● BRIEF: In the records below, copy every line from the one containing "of the mountain?" through the end of the records, requests included. Multiply each point coordinate in the answers by 0.25 and round to whole numbers, halves up, leaving the numbers in the requests and their format samples unchanged.

● EXCERPTED DATA:
* start *

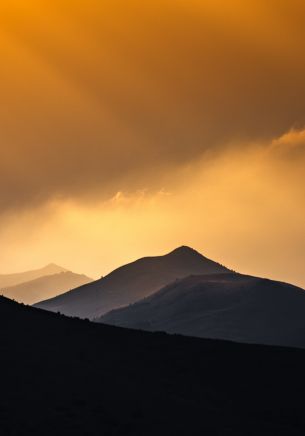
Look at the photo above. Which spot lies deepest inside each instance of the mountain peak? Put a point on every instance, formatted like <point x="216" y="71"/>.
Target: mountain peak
<point x="184" y="250"/>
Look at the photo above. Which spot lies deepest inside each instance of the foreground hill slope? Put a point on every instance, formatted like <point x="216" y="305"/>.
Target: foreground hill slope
<point x="130" y="283"/>
<point x="45" y="287"/>
<point x="71" y="377"/>
<point x="227" y="306"/>
<point x="7" y="280"/>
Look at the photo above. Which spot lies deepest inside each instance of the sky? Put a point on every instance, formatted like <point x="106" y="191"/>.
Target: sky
<point x="128" y="128"/>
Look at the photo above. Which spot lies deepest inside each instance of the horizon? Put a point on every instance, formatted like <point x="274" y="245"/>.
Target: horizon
<point x="129" y="128"/>
<point x="99" y="276"/>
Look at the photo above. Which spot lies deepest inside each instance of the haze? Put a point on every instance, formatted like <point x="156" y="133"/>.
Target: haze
<point x="129" y="128"/>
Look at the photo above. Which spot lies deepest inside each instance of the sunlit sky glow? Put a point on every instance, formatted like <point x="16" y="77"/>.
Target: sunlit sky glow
<point x="128" y="128"/>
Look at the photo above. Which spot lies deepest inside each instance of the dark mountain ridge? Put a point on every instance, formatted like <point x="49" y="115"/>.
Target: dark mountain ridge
<point x="130" y="283"/>
<point x="69" y="377"/>
<point x="223" y="306"/>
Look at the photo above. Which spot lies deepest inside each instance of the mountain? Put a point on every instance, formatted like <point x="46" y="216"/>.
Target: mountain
<point x="45" y="287"/>
<point x="64" y="376"/>
<point x="7" y="280"/>
<point x="223" y="306"/>
<point x="131" y="282"/>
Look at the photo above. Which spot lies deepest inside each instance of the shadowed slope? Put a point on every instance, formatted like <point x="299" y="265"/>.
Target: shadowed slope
<point x="71" y="377"/>
<point x="45" y="287"/>
<point x="131" y="282"/>
<point x="227" y="306"/>
<point x="14" y="279"/>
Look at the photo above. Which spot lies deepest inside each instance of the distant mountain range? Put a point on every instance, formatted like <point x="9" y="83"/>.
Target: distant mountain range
<point x="45" y="287"/>
<point x="131" y="282"/>
<point x="223" y="306"/>
<point x="65" y="376"/>
<point x="7" y="280"/>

* end *

● FINAL RESULT:
Look at the photo above. Which spot lies deepest inside each instance of the mountain? Put a point on every instance, formatted like <point x="46" y="216"/>.
Target: mountain
<point x="11" y="72"/>
<point x="16" y="94"/>
<point x="2" y="70"/>
<point x="56" y="77"/>
<point x="33" y="71"/>
Look at the photo above. Which spot lies deepest inside each instance of the shadowed slope? Put a point on every instance, formatted like <point x="299" y="265"/>.
Target: shadowed slope
<point x="18" y="94"/>
<point x="11" y="72"/>
<point x="33" y="71"/>
<point x="57" y="77"/>
<point x="4" y="70"/>
Look at the photo above. Which spot lies deepest inside each instance of the distant mountain range? Put a point on every instance, formatted like <point x="9" y="83"/>.
Target: distant mountain range
<point x="11" y="72"/>
<point x="33" y="71"/>
<point x="56" y="77"/>
<point x="16" y="94"/>
<point x="2" y="70"/>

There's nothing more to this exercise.